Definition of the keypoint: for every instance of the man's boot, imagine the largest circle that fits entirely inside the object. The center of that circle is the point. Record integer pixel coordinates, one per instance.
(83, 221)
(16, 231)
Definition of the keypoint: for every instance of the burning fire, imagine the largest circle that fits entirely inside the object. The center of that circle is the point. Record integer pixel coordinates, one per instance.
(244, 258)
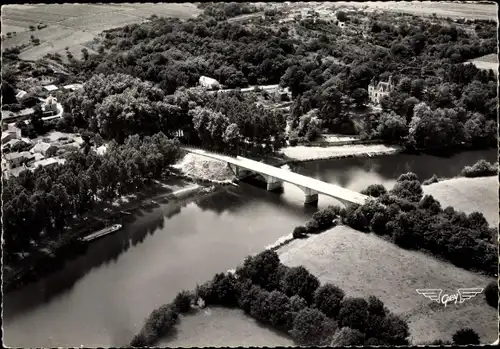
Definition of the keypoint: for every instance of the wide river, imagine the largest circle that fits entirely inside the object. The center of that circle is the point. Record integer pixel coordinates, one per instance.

**Required work**. For the data above, return an exact copy that contains no pictures.

**Task result**.
Definition of the keypoint: for every instance of the man's boot, imagine the largest circle that fits entirely inside the object. The center of that circle is the point. Record integer pixel coordinates, one per instance.
(83, 221)
(16, 231)
Definition of the keypoint: for every instance of the burning fire, imagine the largest circle that fits entirely inside the object. The center of that circle is the point. Record integer pixel coordinates, one per instance.
(244, 258)
Definition of the keypoint: for every instance of the wide river, imagine the largest circle that fits entirely inside the object. The center of that circle is the point. Record integer pixel coordinates, one per instance.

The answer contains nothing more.